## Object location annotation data
───

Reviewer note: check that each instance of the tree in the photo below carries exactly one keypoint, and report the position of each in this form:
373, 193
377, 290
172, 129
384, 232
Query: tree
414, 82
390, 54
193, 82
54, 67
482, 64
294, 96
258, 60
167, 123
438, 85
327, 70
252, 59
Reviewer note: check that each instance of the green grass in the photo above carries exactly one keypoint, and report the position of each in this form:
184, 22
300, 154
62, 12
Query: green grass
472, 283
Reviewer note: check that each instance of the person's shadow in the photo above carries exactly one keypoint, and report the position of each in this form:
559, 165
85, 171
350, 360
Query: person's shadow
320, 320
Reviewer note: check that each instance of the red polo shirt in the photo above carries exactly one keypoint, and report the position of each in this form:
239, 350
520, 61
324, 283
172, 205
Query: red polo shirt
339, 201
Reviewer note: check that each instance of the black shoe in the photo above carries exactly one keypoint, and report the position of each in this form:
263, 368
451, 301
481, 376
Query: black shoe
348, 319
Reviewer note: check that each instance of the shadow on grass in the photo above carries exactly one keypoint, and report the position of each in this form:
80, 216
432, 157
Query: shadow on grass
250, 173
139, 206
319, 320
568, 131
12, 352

───

## Written instruction
Please rewrite all the lines above, substituting "marker" for every "keypoint" and leaving the rest unchanged.

## Worked solution
Reviewer note: check that each instance of the tree in the photo below carries exactly one marker, and report the position of each in this form:
373, 193
377, 290
172, 129
384, 232
Query: tree
414, 82
390, 54
193, 82
54, 67
482, 64
294, 96
258, 60
167, 123
438, 85
327, 70
252, 59
Reviewer note: check that each instance of the green grass in the photo above carries exactly one marker, and report the position of each in this form:
184, 22
300, 154
62, 12
Query: green grass
472, 283
Reviewer note: check that each instance of the person's shadow in the photo above carries exactly one marker, and report the position of each in this form:
559, 165
85, 171
350, 360
Query: person's shadow
320, 320
Reviewer note: check that each instance of the red polo shirt in the photo above carries exactly one marker, and report the position of each in this form:
239, 350
520, 61
324, 283
172, 205
Query: red polo shirt
339, 201
Reviewer note: check that each instance of the black shoe in the photo above carries exactly one marker, and report the position of each in this form:
263, 368
451, 301
481, 376
Query: black shoe
348, 319
Reviewer note: check that each instance of the shadow on grass in the photo above carries exactly one marker, and report the position of each in this form:
80, 216
432, 157
Query: shadow on grass
250, 173
139, 206
319, 320
568, 131
12, 352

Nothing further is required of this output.